Set problem
Please count the lines in the records below that contain the string "polo", treating uppercase and lowercase as different. Reply with the number only.

Source material
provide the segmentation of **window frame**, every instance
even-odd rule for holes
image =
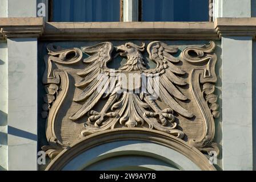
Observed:
[[[53,1],[54,0],[48,0],[49,6],[48,6],[48,22],[53,22]],[[125,3],[124,3],[124,1],[129,1],[129,0],[120,0],[120,15],[119,15],[119,22],[124,22],[124,16],[125,15],[124,15],[125,10],[124,10],[124,6],[126,6]],[[134,12],[137,14],[137,16],[138,16],[137,19],[138,20],[131,20],[131,21],[126,21],[126,22],[142,22],[142,13],[143,13],[143,10],[142,10],[142,1],[143,0],[134,0],[137,1],[138,2],[138,6],[137,10],[138,12]],[[211,7],[210,5],[211,3],[214,3],[214,0],[209,0],[209,11],[210,12],[211,8],[213,8],[213,7]],[[129,5],[128,5],[129,6]],[[133,9],[134,8],[134,7],[128,7],[127,9]],[[209,14],[209,22],[211,22],[214,21],[213,19],[213,16],[210,16],[210,14]]]

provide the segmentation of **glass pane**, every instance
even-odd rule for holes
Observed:
[[[53,0],[53,22],[119,22],[120,0]]]
[[[142,0],[143,22],[208,22],[209,0]]]

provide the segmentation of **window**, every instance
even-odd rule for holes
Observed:
[[[49,0],[49,17],[51,22],[119,22],[132,12],[137,18],[133,20],[142,22],[206,22],[212,1]]]
[[[143,22],[206,22],[209,0],[142,0]]]
[[[119,22],[120,0],[52,0],[51,22]]]

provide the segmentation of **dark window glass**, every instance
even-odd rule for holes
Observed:
[[[207,22],[209,0],[142,0],[143,22]]]
[[[52,22],[119,22],[120,0],[53,0]]]

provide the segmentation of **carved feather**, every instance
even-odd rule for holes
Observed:
[[[182,78],[175,75],[184,75],[185,72],[172,63],[179,61],[178,59],[171,55],[177,53],[178,50],[177,48],[169,46],[161,42],[153,42],[148,45],[147,51],[149,54],[149,57],[157,63],[157,68],[147,71],[147,72],[160,75],[159,82],[154,78],[154,84],[152,81],[149,81],[149,84],[151,85],[153,89],[155,89],[154,86],[158,87],[159,98],[172,109],[184,117],[191,118],[193,117],[193,114],[189,113],[174,98],[175,97],[180,100],[187,99],[175,86],[177,85],[186,85]],[[152,89],[150,88],[147,91],[150,93],[153,92]]]
[[[86,53],[92,54],[83,60],[86,63],[90,63],[78,75],[83,77],[75,86],[85,88],[76,97],[74,101],[81,102],[87,99],[81,107],[70,118],[77,120],[90,111],[99,100],[107,93],[109,85],[115,84],[107,74],[105,74],[107,63],[111,60],[113,46],[110,42],[104,42],[91,47],[82,48]],[[112,85],[111,86],[114,87]]]

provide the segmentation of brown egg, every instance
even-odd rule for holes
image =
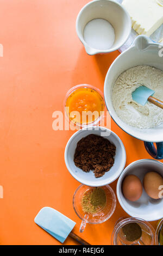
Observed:
[[[123,181],[122,192],[130,201],[138,200],[142,193],[142,185],[139,178],[134,175],[127,176]]]
[[[160,186],[163,186],[163,178],[158,173],[150,172],[145,175],[143,179],[143,187],[149,197],[154,199],[160,198],[159,193],[161,191],[159,190]]]

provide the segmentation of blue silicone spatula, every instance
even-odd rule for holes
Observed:
[[[132,97],[136,102],[145,106],[147,101],[163,109],[163,102],[158,99],[153,97],[155,92],[145,86],[138,87],[132,93]]]
[[[74,221],[53,208],[42,208],[34,221],[61,243],[69,236],[81,245],[91,245],[72,231],[76,224]]]

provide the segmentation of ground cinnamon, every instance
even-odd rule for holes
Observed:
[[[74,162],[77,167],[86,172],[92,170],[99,178],[113,166],[115,152],[115,145],[108,139],[90,134],[77,143]]]

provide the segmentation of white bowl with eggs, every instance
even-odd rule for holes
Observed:
[[[95,19],[101,19],[101,23],[92,23],[89,28],[86,28],[85,34],[86,25]],[[94,0],[88,3],[80,11],[76,21],[77,35],[89,55],[107,53],[118,49],[129,38],[131,29],[128,13],[123,5],[112,0]],[[111,40],[112,37],[112,30],[114,39],[112,45],[109,46],[109,38]],[[97,42],[98,45],[95,46]]]
[[[75,165],[73,161],[78,142],[82,138],[90,134],[104,137],[116,147],[113,166],[100,178],[95,178],[92,170],[89,172],[84,172]],[[79,130],[70,138],[65,148],[65,161],[70,174],[77,180],[87,186],[100,187],[109,184],[118,178],[126,164],[126,153],[121,139],[116,133],[104,127],[91,126]]]
[[[132,202],[124,197],[122,191],[122,183],[127,176],[136,176],[140,179],[143,186],[144,176],[149,172],[155,172],[163,178],[163,163],[150,159],[142,159],[130,163],[124,169],[118,179],[117,195],[120,205],[128,215],[147,221],[153,221],[163,218],[163,198],[152,198],[148,196],[143,187],[141,197],[138,200]],[[163,186],[160,192],[163,196]]]

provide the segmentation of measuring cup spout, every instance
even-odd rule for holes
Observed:
[[[86,224],[87,223],[87,221],[88,219],[89,216],[87,214],[84,215],[84,219],[83,220],[80,227],[80,232],[83,233],[85,229]]]
[[[90,47],[89,45],[84,45],[85,51],[89,55],[95,55],[98,53],[96,49]]]

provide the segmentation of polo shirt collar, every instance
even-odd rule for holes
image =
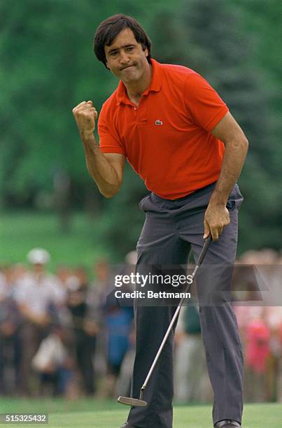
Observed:
[[[152,64],[152,79],[150,86],[143,92],[143,95],[147,95],[150,91],[158,92],[162,86],[162,65],[155,59],[151,59]],[[118,84],[116,92],[117,105],[122,103],[124,104],[131,104],[132,102],[127,97],[125,86],[121,80]]]

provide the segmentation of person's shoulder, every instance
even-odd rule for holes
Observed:
[[[104,101],[101,111],[106,110],[108,112],[113,108],[115,107],[117,102],[118,102],[117,94],[118,94],[118,88],[116,88],[113,91],[113,92],[112,92],[112,94],[108,97],[108,98],[107,98],[106,100]]]
[[[160,65],[163,73],[169,78],[186,80],[188,77],[199,76],[196,71],[185,66],[176,64],[160,64]]]

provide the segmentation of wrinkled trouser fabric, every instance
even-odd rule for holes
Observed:
[[[157,266],[186,265],[192,250],[197,262],[204,245],[204,215],[215,184],[185,198],[170,201],[154,194],[139,207],[146,213],[137,243],[136,272],[152,273]],[[237,185],[227,208],[230,223],[213,242],[197,276],[202,336],[214,392],[213,423],[223,419],[241,422],[243,410],[243,355],[228,290],[237,243],[238,210],[243,198]],[[157,290],[150,285],[150,289]],[[134,302],[136,357],[132,397],[140,389],[176,308]],[[175,326],[174,326],[175,327]],[[169,335],[144,393],[146,407],[132,407],[128,422],[141,428],[171,428],[174,333]],[[189,427],[189,420],[187,427]]]

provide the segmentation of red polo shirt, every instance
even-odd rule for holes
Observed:
[[[138,107],[121,81],[104,104],[99,143],[103,153],[124,155],[149,190],[176,199],[218,180],[224,145],[211,131],[228,108],[190,69],[152,65]]]

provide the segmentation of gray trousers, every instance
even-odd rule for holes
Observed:
[[[180,199],[146,196],[139,207],[146,213],[137,243],[136,271],[144,274],[160,266],[185,265],[192,249],[197,262],[204,245],[204,215],[215,184]],[[209,376],[214,392],[213,423],[234,419],[243,410],[243,355],[237,324],[228,294],[237,243],[238,209],[243,200],[237,185],[227,207],[230,223],[213,242],[197,278],[202,335]],[[155,285],[153,285],[155,290]],[[152,289],[152,285],[150,286]],[[134,302],[136,356],[132,397],[140,389],[157,352],[176,306]],[[171,428],[174,332],[168,338],[144,393],[146,407],[132,407],[128,422],[141,428]],[[187,427],[189,421],[187,421]]]

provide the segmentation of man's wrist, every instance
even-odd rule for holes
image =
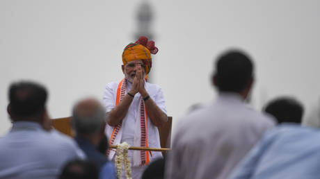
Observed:
[[[147,97],[147,96],[149,96],[149,94],[147,94],[147,92],[146,91],[143,92],[141,92],[140,93],[141,94],[141,96],[144,99],[145,97]]]
[[[134,98],[134,94],[132,94],[130,92],[128,92],[127,94],[130,96],[131,97]]]

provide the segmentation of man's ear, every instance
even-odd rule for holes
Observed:
[[[214,74],[211,75],[211,85],[212,85],[214,87],[217,87],[218,81],[217,81],[217,77],[216,77],[216,74]]]
[[[10,103],[8,104],[7,105],[7,112],[8,112],[8,114],[9,114],[9,117],[11,119],[11,121],[13,121],[13,113],[11,112],[11,105]]]
[[[125,74],[125,65],[121,65],[121,69],[122,69],[122,73]]]

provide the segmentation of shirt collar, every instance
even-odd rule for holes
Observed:
[[[40,130],[43,130],[43,128],[39,123],[25,121],[13,122],[11,131]]]

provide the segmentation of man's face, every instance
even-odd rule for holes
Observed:
[[[142,60],[131,61],[128,62],[125,65],[122,65],[122,72],[125,74],[125,76],[127,78],[127,80],[128,80],[130,83],[134,82],[134,76],[136,76],[138,67],[141,67],[142,74],[144,78],[144,76],[145,76],[145,65]]]

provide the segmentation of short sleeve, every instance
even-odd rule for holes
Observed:
[[[104,92],[103,103],[106,108],[106,112],[109,112],[115,108],[115,92],[111,87],[111,84],[109,83],[106,86]]]
[[[160,87],[159,87],[159,89],[157,92],[154,102],[156,103],[157,105],[164,112],[164,114],[167,114],[163,93],[162,92],[162,89]]]

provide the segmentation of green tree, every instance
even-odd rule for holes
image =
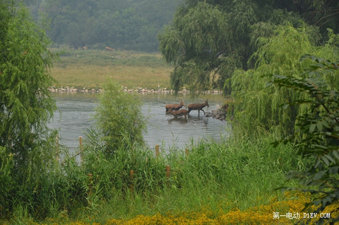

Problem solution
2